#### [DOCUMENT PASSAGE]

All notices must include up-to-date contact information for the Independent Consumer Advocacy Network (ICAN), along with the following statement: "You can also call the Independent Consumer Advocacy Network (ICAN) to get free, independent advice about your coverage, complaints, and appeals´ options. They can help you manage the appeal process. Contact ICAN to learn more about their services:"

  1. A) Notice to the enrollee of Action Appeal Determinations shall be dated and include:
    1. Date the action appeal was filed and a summary of the action appeal;
    2. Date the action appeal process was completed;
    3. The results and the reasons for the determination, including the clinical rationale, if any;
    4. If the determination was not wholly in favor of the enrollee, and:
      1. The contractor upheld its original action, a statement that reminds the enrollee of their right to request a fair hearing, including:
        1. That a request for a fair hearing must have been made to the State within 60 calendar days of the initial action notice;
        2. The date by which such request must have been made; and
        3. If time remains for a fair hearing to be requested, instructions on how to request a fair hearing; or a statement that time to request a fair hearing has expired.
      2. The contractor modified its original action in any way, a statement that the action appeal determination constitutes a new action, and the enrollee has a right to request a fair hearing, including:
        1. That a request for a fair hearing must be made to the State within 60 calendar days of the date of the action appeal notice; and
        2. A completed NYSDOH standard "Managed Long Term Care Action Taken" notice for denial of benefits or for termination or reduction in benefits, as applicable, containing the enrollee´s fair hearing and aid continuing rights.

#### [YOUR TASK]
According to the document passage, what organization must all notices include up-to-date contact information for?

#### [RECORDS SHOWN]
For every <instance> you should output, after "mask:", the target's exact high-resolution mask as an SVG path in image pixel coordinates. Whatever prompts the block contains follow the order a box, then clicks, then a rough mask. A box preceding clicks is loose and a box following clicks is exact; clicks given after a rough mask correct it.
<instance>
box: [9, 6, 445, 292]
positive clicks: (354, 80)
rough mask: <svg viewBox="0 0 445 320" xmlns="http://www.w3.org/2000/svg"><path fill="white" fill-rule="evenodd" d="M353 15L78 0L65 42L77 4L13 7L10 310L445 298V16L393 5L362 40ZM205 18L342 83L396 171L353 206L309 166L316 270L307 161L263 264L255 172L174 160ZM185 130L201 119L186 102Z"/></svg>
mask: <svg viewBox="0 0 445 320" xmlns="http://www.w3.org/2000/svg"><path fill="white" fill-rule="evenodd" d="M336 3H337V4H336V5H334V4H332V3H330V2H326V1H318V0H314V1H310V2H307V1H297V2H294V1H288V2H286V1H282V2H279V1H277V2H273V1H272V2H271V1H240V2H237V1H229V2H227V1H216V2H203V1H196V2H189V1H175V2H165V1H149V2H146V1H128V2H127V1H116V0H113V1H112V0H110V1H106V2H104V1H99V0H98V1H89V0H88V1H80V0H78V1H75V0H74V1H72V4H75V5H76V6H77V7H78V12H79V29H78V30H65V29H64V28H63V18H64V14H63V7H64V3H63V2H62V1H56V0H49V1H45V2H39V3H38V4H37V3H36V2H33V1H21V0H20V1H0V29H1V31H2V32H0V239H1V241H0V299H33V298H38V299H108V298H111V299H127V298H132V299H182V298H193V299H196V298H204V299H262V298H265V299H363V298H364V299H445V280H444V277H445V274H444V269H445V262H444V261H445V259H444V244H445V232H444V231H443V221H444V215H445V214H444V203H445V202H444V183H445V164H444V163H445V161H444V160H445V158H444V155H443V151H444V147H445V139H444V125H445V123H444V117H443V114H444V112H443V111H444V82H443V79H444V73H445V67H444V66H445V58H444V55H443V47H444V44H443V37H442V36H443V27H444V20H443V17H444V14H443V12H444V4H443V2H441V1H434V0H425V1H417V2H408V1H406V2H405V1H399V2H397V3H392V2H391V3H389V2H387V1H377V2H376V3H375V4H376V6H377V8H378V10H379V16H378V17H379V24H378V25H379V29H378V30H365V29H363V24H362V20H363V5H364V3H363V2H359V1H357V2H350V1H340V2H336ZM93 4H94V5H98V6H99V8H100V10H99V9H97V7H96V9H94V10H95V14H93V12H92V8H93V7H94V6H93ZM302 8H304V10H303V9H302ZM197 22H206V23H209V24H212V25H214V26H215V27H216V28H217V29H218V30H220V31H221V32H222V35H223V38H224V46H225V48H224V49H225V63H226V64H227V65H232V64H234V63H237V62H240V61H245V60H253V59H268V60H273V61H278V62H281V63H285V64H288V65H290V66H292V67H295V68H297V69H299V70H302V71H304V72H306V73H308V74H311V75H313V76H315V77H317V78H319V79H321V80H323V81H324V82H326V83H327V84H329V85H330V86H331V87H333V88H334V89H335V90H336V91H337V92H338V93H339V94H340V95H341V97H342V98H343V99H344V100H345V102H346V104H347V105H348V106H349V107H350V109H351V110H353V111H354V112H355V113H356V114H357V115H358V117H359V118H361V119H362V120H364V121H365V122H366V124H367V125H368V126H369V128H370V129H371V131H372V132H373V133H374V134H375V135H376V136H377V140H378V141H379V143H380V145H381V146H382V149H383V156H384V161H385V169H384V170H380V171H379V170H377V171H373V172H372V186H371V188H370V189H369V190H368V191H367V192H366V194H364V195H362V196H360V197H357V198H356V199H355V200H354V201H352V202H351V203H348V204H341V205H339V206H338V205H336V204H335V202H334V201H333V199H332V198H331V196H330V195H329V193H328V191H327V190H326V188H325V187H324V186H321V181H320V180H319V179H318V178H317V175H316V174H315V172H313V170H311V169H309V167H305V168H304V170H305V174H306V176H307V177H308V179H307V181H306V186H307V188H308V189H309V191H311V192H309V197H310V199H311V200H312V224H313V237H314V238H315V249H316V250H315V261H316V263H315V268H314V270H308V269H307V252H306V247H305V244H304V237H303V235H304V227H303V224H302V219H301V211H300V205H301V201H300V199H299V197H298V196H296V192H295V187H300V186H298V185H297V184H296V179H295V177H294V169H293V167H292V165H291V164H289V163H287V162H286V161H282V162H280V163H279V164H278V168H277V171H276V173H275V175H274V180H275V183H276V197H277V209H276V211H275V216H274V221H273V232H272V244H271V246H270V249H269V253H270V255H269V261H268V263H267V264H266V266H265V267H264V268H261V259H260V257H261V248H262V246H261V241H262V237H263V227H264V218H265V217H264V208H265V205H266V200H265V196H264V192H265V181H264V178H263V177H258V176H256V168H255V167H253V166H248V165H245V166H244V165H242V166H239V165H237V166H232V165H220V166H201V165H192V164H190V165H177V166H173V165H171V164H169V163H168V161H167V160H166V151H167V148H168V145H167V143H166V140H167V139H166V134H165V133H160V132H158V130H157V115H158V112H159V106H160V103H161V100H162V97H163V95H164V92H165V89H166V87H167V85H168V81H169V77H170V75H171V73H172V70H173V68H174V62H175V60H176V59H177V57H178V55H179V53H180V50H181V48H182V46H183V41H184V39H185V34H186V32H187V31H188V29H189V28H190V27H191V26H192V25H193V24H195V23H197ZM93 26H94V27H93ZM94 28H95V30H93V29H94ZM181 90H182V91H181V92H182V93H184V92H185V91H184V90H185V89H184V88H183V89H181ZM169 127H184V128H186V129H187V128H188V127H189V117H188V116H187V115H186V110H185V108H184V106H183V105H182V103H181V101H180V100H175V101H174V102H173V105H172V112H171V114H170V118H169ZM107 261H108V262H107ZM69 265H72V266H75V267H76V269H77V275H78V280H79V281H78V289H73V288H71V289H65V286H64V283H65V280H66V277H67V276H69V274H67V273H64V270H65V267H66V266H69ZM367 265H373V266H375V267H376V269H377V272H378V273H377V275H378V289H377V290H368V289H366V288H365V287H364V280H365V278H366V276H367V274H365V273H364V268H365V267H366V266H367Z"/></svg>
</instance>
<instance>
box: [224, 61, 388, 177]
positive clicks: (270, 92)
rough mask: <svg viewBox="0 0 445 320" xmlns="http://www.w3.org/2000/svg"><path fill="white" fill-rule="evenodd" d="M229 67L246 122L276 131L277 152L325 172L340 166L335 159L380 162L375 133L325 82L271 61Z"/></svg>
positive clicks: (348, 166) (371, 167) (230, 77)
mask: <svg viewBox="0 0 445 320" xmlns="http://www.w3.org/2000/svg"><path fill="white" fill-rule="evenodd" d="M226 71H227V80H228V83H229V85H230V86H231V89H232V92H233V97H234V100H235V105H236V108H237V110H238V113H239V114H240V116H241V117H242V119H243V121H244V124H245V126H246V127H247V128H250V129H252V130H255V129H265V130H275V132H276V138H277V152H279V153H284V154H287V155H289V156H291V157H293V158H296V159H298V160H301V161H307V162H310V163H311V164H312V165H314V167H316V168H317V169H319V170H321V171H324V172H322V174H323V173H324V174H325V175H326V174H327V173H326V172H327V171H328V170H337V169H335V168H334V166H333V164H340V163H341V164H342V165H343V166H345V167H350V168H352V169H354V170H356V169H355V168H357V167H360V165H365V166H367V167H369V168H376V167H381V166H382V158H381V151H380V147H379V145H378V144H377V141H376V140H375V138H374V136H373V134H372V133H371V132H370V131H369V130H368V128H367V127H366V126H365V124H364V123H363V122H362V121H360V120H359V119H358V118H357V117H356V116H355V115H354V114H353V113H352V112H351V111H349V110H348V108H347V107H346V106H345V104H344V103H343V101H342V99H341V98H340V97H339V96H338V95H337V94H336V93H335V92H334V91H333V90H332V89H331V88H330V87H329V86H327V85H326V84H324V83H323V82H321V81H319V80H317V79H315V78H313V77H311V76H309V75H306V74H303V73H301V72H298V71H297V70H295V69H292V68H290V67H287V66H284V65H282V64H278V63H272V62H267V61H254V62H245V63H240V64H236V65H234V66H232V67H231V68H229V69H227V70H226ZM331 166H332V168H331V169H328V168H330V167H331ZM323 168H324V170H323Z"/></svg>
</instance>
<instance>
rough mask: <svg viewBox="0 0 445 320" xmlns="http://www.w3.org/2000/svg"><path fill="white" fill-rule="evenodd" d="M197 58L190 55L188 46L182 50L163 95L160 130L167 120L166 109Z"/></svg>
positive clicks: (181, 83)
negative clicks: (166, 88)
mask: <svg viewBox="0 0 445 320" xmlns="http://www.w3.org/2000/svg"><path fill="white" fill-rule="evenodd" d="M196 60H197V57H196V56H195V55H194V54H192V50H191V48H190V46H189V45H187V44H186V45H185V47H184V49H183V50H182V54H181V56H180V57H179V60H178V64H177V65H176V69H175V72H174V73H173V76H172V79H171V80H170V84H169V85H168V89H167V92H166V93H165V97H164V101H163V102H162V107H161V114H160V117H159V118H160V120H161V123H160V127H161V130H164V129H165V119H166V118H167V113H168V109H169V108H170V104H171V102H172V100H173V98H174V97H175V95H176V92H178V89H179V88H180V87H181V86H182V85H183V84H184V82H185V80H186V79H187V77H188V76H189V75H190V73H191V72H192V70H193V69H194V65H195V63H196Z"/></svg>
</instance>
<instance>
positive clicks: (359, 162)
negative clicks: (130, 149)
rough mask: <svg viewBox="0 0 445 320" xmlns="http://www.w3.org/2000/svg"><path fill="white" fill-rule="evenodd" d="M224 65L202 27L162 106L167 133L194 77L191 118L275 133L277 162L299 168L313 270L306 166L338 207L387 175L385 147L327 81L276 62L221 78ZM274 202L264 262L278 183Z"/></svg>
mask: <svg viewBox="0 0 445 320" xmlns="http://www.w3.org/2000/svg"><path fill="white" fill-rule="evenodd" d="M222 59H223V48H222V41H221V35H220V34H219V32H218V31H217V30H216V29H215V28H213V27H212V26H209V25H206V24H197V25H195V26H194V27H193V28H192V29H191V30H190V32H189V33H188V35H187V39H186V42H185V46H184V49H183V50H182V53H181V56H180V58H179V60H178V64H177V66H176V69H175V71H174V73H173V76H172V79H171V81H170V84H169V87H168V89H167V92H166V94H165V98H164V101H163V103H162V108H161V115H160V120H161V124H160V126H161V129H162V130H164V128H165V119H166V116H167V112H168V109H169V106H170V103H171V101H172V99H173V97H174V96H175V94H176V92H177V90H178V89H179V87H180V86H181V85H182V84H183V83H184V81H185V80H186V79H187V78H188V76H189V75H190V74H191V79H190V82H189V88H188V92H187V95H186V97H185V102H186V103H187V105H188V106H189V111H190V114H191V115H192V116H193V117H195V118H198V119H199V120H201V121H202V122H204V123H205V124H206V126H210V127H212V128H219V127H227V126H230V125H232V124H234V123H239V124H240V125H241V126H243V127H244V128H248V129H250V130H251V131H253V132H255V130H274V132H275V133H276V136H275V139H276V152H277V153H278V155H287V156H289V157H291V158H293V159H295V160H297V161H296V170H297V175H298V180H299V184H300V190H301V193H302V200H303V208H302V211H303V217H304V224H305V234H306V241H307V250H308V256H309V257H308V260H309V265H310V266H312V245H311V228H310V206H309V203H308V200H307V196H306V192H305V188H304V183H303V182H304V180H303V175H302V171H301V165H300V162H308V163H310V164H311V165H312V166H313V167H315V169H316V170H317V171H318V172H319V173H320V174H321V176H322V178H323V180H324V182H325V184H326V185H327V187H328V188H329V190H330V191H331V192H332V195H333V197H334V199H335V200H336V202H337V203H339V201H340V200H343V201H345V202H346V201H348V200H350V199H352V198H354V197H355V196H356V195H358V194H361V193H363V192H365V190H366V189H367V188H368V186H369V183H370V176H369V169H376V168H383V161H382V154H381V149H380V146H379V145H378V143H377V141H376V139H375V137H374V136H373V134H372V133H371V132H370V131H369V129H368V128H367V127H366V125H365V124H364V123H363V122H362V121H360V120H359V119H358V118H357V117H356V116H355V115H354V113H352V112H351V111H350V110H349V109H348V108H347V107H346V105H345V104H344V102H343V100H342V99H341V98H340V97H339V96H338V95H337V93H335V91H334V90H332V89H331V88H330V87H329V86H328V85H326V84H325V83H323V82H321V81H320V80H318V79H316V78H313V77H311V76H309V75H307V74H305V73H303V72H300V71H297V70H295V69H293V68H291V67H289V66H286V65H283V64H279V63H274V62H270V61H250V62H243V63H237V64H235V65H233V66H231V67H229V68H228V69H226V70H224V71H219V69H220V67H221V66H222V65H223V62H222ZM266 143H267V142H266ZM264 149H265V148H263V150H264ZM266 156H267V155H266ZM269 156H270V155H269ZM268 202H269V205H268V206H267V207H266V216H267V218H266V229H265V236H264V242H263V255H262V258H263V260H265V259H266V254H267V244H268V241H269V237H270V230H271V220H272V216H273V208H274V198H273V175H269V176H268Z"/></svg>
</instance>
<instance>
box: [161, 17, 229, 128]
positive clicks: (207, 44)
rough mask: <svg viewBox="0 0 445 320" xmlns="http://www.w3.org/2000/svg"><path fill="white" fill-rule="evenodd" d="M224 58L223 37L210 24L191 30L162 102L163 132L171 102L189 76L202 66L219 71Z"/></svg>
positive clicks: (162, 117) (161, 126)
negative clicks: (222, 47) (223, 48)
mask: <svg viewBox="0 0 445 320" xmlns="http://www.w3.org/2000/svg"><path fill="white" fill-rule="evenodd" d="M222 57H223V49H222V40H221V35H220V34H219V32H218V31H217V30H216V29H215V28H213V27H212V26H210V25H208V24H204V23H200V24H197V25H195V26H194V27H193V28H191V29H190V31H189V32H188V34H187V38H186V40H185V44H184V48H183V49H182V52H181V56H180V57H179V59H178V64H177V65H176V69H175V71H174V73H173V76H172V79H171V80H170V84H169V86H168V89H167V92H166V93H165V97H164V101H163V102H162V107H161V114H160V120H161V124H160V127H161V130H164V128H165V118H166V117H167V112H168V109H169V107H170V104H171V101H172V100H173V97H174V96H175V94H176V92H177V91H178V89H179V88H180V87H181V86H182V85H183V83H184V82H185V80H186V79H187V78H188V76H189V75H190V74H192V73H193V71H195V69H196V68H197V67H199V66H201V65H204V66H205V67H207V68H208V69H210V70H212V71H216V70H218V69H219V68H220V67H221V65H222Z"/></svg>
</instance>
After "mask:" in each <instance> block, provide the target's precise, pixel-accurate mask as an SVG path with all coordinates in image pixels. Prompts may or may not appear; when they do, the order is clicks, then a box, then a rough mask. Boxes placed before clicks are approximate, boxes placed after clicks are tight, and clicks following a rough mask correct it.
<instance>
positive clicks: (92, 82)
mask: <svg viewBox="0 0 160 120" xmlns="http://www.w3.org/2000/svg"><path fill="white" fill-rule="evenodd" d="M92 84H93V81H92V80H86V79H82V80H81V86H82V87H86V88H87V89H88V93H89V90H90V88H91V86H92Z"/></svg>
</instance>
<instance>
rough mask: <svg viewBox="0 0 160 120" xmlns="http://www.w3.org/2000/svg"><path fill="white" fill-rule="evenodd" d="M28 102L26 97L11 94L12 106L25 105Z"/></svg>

#### [SOLUTION FOR THIS TASK]
The Independent Consumer Advocacy Network (ICAN).